GIVEN INSTRUCTION = Copy each of the rows below without changing a single character.

EXERCISE INPUTS =
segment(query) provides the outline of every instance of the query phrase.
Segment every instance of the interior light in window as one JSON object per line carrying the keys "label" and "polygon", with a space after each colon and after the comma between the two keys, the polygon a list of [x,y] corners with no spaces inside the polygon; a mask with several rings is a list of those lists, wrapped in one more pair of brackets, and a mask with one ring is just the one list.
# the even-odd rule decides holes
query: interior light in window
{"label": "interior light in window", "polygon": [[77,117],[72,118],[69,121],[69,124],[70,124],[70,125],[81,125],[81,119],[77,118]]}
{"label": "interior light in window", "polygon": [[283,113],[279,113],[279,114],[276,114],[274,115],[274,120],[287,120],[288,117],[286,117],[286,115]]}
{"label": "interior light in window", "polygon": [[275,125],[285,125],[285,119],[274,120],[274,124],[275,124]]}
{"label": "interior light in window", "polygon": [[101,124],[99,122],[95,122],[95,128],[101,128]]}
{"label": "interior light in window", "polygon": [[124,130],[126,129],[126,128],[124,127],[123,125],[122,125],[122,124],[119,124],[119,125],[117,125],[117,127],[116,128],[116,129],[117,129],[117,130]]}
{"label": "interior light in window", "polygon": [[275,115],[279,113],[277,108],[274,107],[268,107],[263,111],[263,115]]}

EXERCISE RESPONSE =
segment(query) provides the outline of every instance of the query phrase.
Segment every instance of the interior light in window as one JSON object per line carrying the keys "label" and "polygon", with a space after each colon and after the comma between the two keys, the polygon a list of [x,y] corners with no spaces inside the polygon; a mask with several rings is a list of those lists, wrapped in one more pair of brackets, and a mask with one ring is just the one list.
# the even-odd rule decides holes
query: interior light in window
{"label": "interior light in window", "polygon": [[77,117],[72,118],[69,121],[69,124],[70,124],[70,125],[81,125],[81,119],[77,118]]}
{"label": "interior light in window", "polygon": [[283,113],[279,113],[279,114],[276,114],[274,115],[274,120],[287,120],[288,117],[286,117],[286,115]]}
{"label": "interior light in window", "polygon": [[275,125],[285,125],[285,119],[274,120],[274,124],[275,124]]}
{"label": "interior light in window", "polygon": [[101,124],[99,122],[95,122],[95,128],[101,128]]}
{"label": "interior light in window", "polygon": [[124,130],[126,129],[126,128],[124,127],[123,125],[122,125],[122,124],[119,124],[119,125],[117,125],[117,127],[116,128],[116,129],[117,129],[117,130]]}
{"label": "interior light in window", "polygon": [[275,115],[279,113],[277,108],[274,107],[268,107],[263,111],[263,115]]}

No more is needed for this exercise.